• [TASK ITEM]
No pictures are to be included when the entries below are reproduced exactly.

[Items from a dataset]
================================

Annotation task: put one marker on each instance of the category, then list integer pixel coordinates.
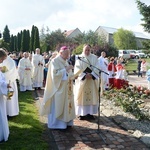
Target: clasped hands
(88, 76)
(69, 67)
(40, 64)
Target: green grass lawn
(132, 64)
(26, 131)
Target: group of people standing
(142, 67)
(71, 89)
(28, 72)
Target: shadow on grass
(85, 134)
(26, 131)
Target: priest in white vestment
(11, 74)
(103, 64)
(86, 85)
(25, 73)
(38, 63)
(4, 128)
(58, 102)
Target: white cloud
(69, 14)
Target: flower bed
(131, 99)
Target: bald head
(86, 50)
(64, 53)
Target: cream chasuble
(60, 90)
(25, 75)
(86, 91)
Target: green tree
(145, 12)
(18, 42)
(6, 34)
(55, 38)
(32, 38)
(36, 38)
(124, 39)
(15, 43)
(12, 43)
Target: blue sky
(70, 14)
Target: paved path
(85, 135)
(138, 81)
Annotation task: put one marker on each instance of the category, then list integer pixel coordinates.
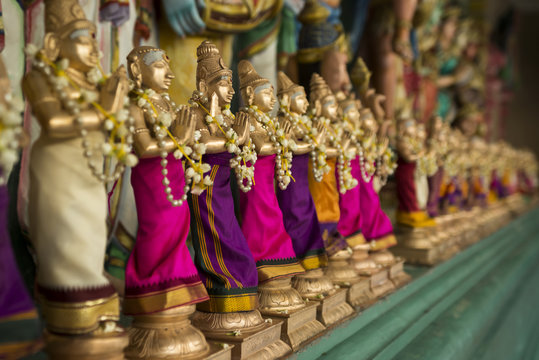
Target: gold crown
(319, 88)
(210, 64)
(286, 86)
(62, 17)
(248, 75)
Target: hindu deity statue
(222, 255)
(325, 191)
(255, 24)
(262, 219)
(162, 285)
(447, 54)
(479, 172)
(321, 48)
(295, 201)
(66, 180)
(411, 215)
(16, 303)
(388, 36)
(470, 86)
(437, 132)
(263, 223)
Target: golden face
(368, 122)
(264, 98)
(352, 114)
(222, 86)
(329, 107)
(299, 103)
(157, 75)
(81, 51)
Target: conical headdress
(286, 86)
(210, 63)
(248, 75)
(62, 17)
(345, 101)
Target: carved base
(263, 344)
(415, 238)
(313, 284)
(299, 326)
(397, 275)
(279, 296)
(360, 293)
(381, 285)
(166, 335)
(339, 269)
(334, 308)
(252, 337)
(108, 346)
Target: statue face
(222, 86)
(264, 98)
(81, 51)
(157, 75)
(352, 114)
(329, 107)
(299, 103)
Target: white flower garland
(243, 155)
(10, 133)
(195, 180)
(318, 152)
(386, 165)
(284, 146)
(344, 169)
(118, 127)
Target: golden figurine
(415, 234)
(164, 136)
(339, 180)
(222, 255)
(66, 183)
(262, 219)
(296, 203)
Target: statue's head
(255, 90)
(149, 68)
(212, 75)
(349, 108)
(291, 95)
(323, 99)
(69, 35)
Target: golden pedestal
(279, 301)
(252, 337)
(108, 346)
(416, 245)
(170, 335)
(375, 274)
(396, 273)
(334, 308)
(317, 288)
(299, 326)
(341, 272)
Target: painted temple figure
(162, 284)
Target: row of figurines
(240, 270)
(73, 102)
(444, 178)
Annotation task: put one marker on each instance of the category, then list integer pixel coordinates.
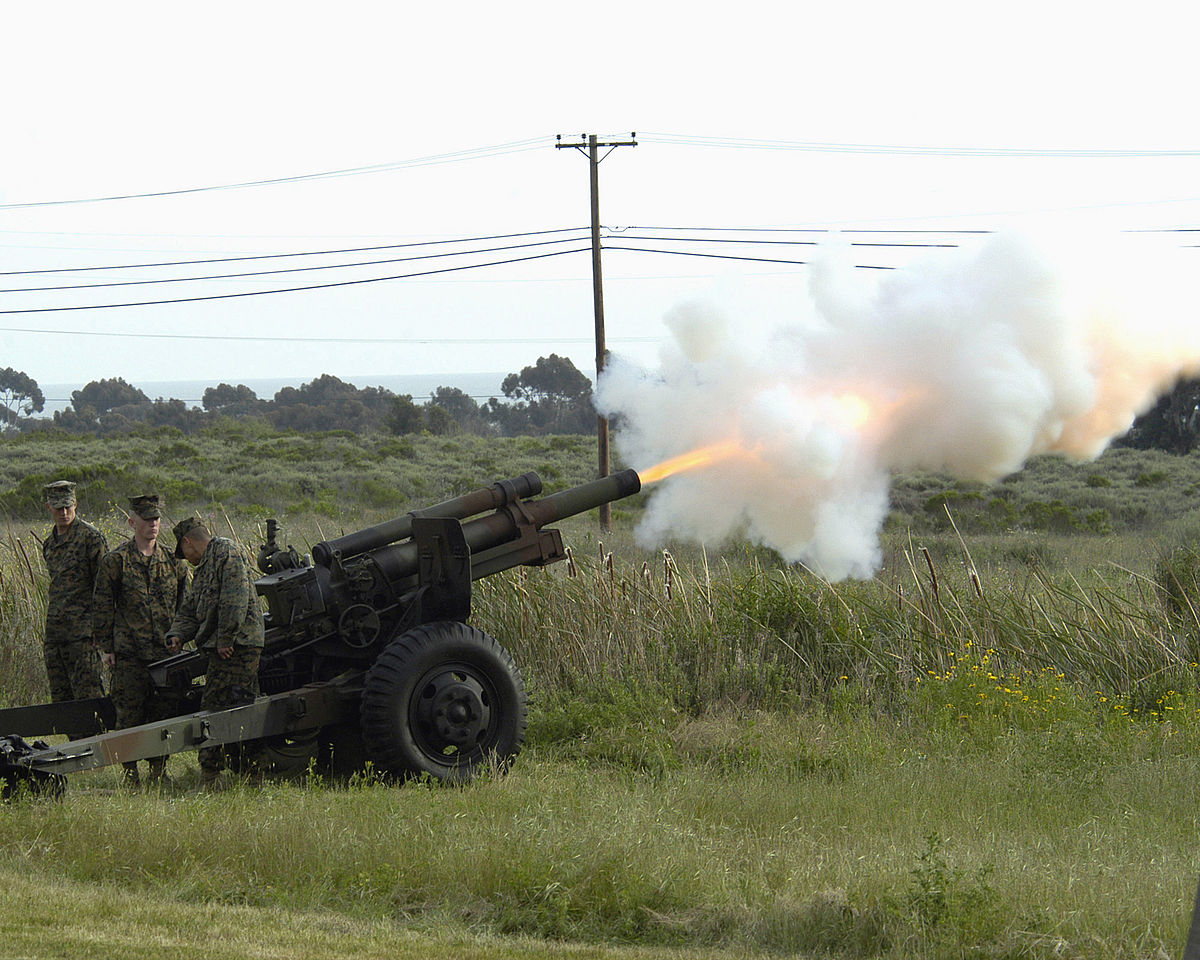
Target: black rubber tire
(443, 700)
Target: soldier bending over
(222, 615)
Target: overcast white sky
(139, 97)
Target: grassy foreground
(821, 833)
(989, 750)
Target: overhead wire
(294, 289)
(436, 159)
(288, 269)
(295, 253)
(825, 147)
(731, 257)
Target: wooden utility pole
(591, 143)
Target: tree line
(550, 396)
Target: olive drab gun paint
(369, 655)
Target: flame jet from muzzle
(967, 361)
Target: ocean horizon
(420, 385)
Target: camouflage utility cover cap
(183, 529)
(59, 493)
(148, 507)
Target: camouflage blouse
(221, 607)
(136, 600)
(72, 561)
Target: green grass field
(989, 750)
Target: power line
(255, 339)
(781, 243)
(288, 269)
(299, 253)
(913, 150)
(478, 153)
(730, 257)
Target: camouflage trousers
(229, 683)
(73, 670)
(138, 702)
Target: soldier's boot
(157, 777)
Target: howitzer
(369, 655)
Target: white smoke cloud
(967, 361)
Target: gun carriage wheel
(443, 700)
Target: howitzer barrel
(401, 561)
(401, 528)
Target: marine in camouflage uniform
(72, 551)
(138, 589)
(221, 612)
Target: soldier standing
(72, 551)
(138, 589)
(222, 615)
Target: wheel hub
(455, 711)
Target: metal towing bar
(41, 767)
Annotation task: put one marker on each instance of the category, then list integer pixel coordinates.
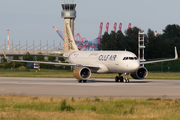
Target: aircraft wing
(56, 63)
(176, 57)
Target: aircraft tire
(79, 81)
(121, 79)
(84, 81)
(116, 79)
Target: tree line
(29, 57)
(160, 46)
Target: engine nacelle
(141, 73)
(82, 73)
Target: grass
(69, 74)
(37, 108)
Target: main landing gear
(80, 81)
(121, 79)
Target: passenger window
(131, 58)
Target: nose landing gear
(121, 79)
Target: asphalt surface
(69, 87)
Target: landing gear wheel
(84, 81)
(116, 79)
(121, 79)
(79, 81)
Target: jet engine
(141, 73)
(82, 73)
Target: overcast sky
(33, 19)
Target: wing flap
(148, 62)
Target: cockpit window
(130, 58)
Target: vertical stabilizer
(69, 43)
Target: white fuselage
(108, 61)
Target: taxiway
(69, 87)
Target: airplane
(87, 62)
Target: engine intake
(141, 73)
(82, 73)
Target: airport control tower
(69, 15)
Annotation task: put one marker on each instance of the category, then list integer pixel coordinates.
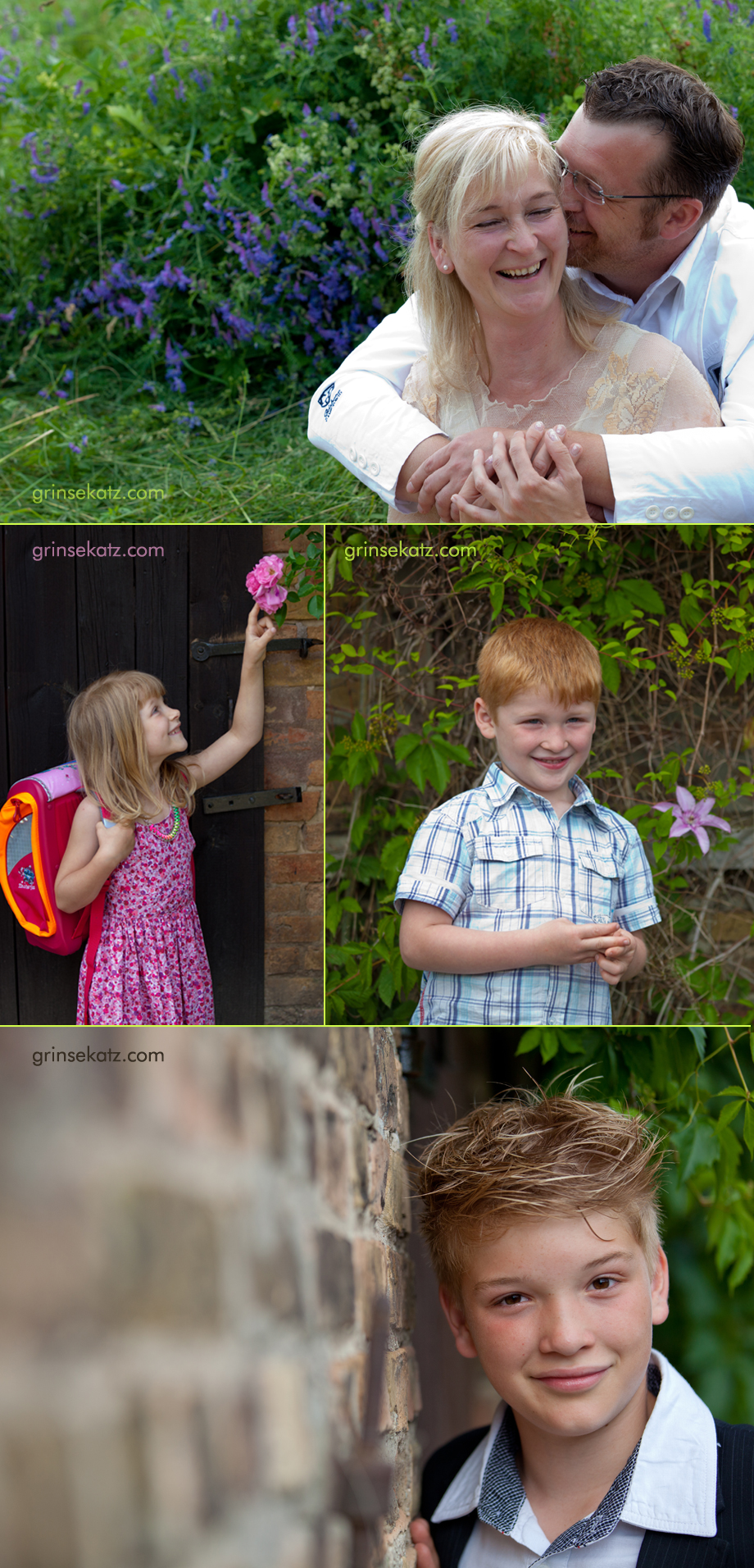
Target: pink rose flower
(264, 584)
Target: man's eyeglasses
(592, 192)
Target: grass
(245, 463)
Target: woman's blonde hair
(461, 163)
(535, 1156)
(107, 742)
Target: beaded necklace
(161, 830)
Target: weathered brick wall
(190, 1255)
(293, 849)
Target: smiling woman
(513, 342)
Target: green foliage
(403, 640)
(698, 1086)
(303, 574)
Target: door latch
(283, 643)
(245, 801)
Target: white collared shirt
(499, 858)
(704, 303)
(673, 1490)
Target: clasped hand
(515, 477)
(609, 946)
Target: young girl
(151, 966)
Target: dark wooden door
(134, 599)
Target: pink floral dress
(151, 964)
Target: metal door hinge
(278, 643)
(243, 801)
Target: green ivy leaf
(748, 1126)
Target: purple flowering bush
(193, 195)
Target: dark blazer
(731, 1548)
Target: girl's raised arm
(250, 709)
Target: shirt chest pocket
(508, 873)
(597, 885)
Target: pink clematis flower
(264, 582)
(692, 816)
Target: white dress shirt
(704, 303)
(673, 1490)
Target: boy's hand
(626, 957)
(563, 943)
(257, 637)
(520, 495)
(427, 1556)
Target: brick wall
(293, 850)
(190, 1255)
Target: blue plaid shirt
(499, 859)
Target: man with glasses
(656, 231)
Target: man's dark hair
(706, 144)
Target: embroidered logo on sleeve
(326, 400)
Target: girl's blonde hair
(107, 742)
(460, 165)
(535, 1156)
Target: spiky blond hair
(534, 1156)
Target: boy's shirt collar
(501, 789)
(668, 1482)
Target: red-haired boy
(522, 900)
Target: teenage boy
(541, 1220)
(659, 232)
(522, 900)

================================

• [WORKED SOLUTION]
Annotation task: put one marker on each instance of the category, then list integer pixel coordinates.
Target: clasped hands
(88, 76)
(69, 67)
(40, 64)
Target: green grass lawn
(132, 64)
(26, 131)
Target: group of people standing
(142, 67)
(71, 89)
(28, 72)
Target: shadow on grass
(85, 134)
(26, 131)
Target: priest in white vestment
(11, 74)
(103, 64)
(86, 85)
(25, 73)
(38, 63)
(4, 128)
(58, 102)
Target: white cloud
(69, 14)
Target: flower bed
(131, 99)
Target: bald head
(86, 50)
(64, 53)
Target: cream chasuble
(60, 90)
(25, 75)
(86, 91)
Target: green tree
(145, 12)
(18, 42)
(6, 34)
(55, 38)
(32, 38)
(36, 38)
(124, 39)
(15, 43)
(12, 43)
Target: blue sky
(70, 14)
Target: paved path
(85, 135)
(138, 81)
Annotation task: put one marker on each instance of the category, then list integer pixel coordinates.
Target: gold crown
(319, 88)
(210, 64)
(286, 86)
(62, 17)
(248, 75)
Target: hindu deity statue
(222, 255)
(325, 191)
(255, 24)
(262, 219)
(162, 285)
(447, 54)
(479, 172)
(321, 48)
(295, 201)
(66, 180)
(411, 215)
(16, 303)
(388, 36)
(470, 86)
(437, 132)
(263, 223)
Target: golden face
(368, 122)
(264, 98)
(352, 114)
(222, 86)
(329, 107)
(299, 103)
(157, 75)
(81, 51)
Target: conical headdress
(286, 86)
(210, 63)
(248, 75)
(62, 17)
(345, 101)
Target: carved base
(263, 344)
(415, 238)
(313, 284)
(299, 326)
(397, 275)
(279, 296)
(360, 293)
(381, 285)
(166, 335)
(339, 269)
(334, 308)
(252, 337)
(108, 346)
Target: statue face
(222, 86)
(264, 98)
(81, 51)
(157, 75)
(352, 114)
(329, 107)
(299, 103)
Target: white flower garland
(243, 155)
(10, 133)
(195, 180)
(318, 152)
(386, 165)
(284, 146)
(344, 169)
(118, 127)
Target: golden figurine
(415, 234)
(164, 136)
(339, 180)
(222, 255)
(66, 183)
(262, 219)
(296, 203)
Target: statue's head
(255, 90)
(149, 68)
(212, 75)
(349, 108)
(291, 95)
(323, 99)
(69, 35)
Target: golden pedestal
(279, 301)
(252, 337)
(108, 346)
(416, 245)
(170, 335)
(375, 274)
(396, 273)
(334, 308)
(317, 288)
(299, 326)
(341, 272)
Target: painted temple figure
(162, 284)
Target: row of figurines
(240, 270)
(73, 102)
(444, 178)
Annotation task: put one marker on each instance of the category, then list integer pixel coordinates.
Target: black rubber tire
(443, 700)
Target: soldier bending over
(222, 615)
Target: overcast white sky
(139, 97)
Target: grassy foreground
(821, 833)
(989, 750)
Target: overhead wire
(294, 289)
(436, 159)
(288, 269)
(295, 253)
(825, 147)
(731, 257)
Target: wooden utility pole
(591, 143)
Target: tree line
(550, 396)
Target: olive drab gun paint
(369, 655)
Target: flame jet from muzzle
(967, 361)
Target: ocean horizon
(420, 385)
Target: camouflage utility cover cap
(183, 529)
(59, 493)
(148, 507)
Target: camouflage blouse
(221, 607)
(136, 600)
(72, 561)
Target: green grass field
(989, 750)
Target: power line
(255, 339)
(781, 243)
(288, 269)
(299, 253)
(913, 150)
(478, 153)
(730, 257)
Target: camouflage trousers
(229, 683)
(73, 670)
(138, 702)
Target: soldier's boot
(157, 777)
Target: howitzer
(369, 655)
Target: white smoke cloud
(967, 361)
Target: gun carriage wheel
(443, 700)
Target: howitzer barrel
(401, 561)
(401, 528)
Target: marine in camouflage uniform
(72, 551)
(138, 589)
(221, 612)
Target: soldier standing
(72, 551)
(138, 589)
(222, 615)
Target: wheel hub
(455, 711)
Target: metal towing bar
(41, 767)
Annotation task: put one marker on each instance of the category, then list integer pixel coordinates.
Target: aircraft wing
(56, 63)
(176, 57)
Target: aircraft tire
(79, 81)
(121, 79)
(84, 81)
(116, 79)
Target: tree line
(29, 57)
(160, 46)
Target: engine nacelle
(141, 73)
(82, 73)
Target: grass
(69, 74)
(37, 108)
Target: main landing gear
(80, 81)
(121, 79)
Target: passenger window
(131, 58)
Target: nose landing gear
(121, 79)
Target: asphalt surface
(69, 87)
Target: landing gear wheel
(84, 81)
(116, 79)
(121, 79)
(79, 81)
Target: jet engine
(141, 73)
(82, 73)
Target: overcast sky
(33, 19)
Target: wing flap
(148, 62)
Target: cockpit window
(130, 58)
Target: vertical stabilizer
(69, 43)
Target: white fuselage
(108, 61)
Target: taxiway
(69, 87)
Target: airplane
(87, 62)
Target: engine intake
(141, 73)
(82, 73)
Target: airport control tower
(69, 15)
Annotation task: put one marker on each instance of the category, then list integer pixel coordinates.
Target: pink rose flower
(264, 584)
Target: man's eyeglasses
(592, 192)
Target: grass
(245, 463)
Target: woman's blonde hair
(461, 163)
(535, 1156)
(107, 742)
Target: beaded necklace
(161, 830)
Target: weathered brick wall
(190, 1255)
(293, 849)
Target: smiling woman
(513, 342)
Target: green foliage
(403, 640)
(698, 1086)
(303, 574)
Target: door latch
(283, 643)
(245, 801)
Target: white collared shirt
(499, 858)
(704, 303)
(673, 1490)
Target: clasped hand
(515, 477)
(609, 946)
Target: young girl
(151, 966)
Target: dark wooden door
(134, 599)
Target: pink floral dress
(151, 964)
Target: metal door hinge
(278, 643)
(243, 801)
Target: green ivy leaf
(748, 1126)
Target: purple flowering bush
(193, 195)
Target: dark blazer
(731, 1548)
Target: girl's raised arm
(250, 709)
Target: shirt chest pocket
(508, 873)
(597, 885)
Target: pink clematis flower
(264, 582)
(692, 816)
Target: white dress shirt
(704, 303)
(673, 1490)
Target: boy's hand
(626, 957)
(563, 943)
(257, 637)
(520, 495)
(427, 1556)
Target: brick wall
(293, 850)
(190, 1255)
Target: blue plaid shirt
(499, 859)
Target: man with glasses
(656, 231)
Target: man's dark hair
(706, 144)
Target: embroidered logo on sleeve
(326, 400)
Target: girl's blonde hair
(107, 742)
(460, 165)
(535, 1156)
Target: spiky blond hair
(534, 1156)
Target: boy's shirt collar
(501, 789)
(668, 1482)
Target: red-haired boy
(522, 900)
Target: teenage boy
(541, 1220)
(659, 232)
(522, 900)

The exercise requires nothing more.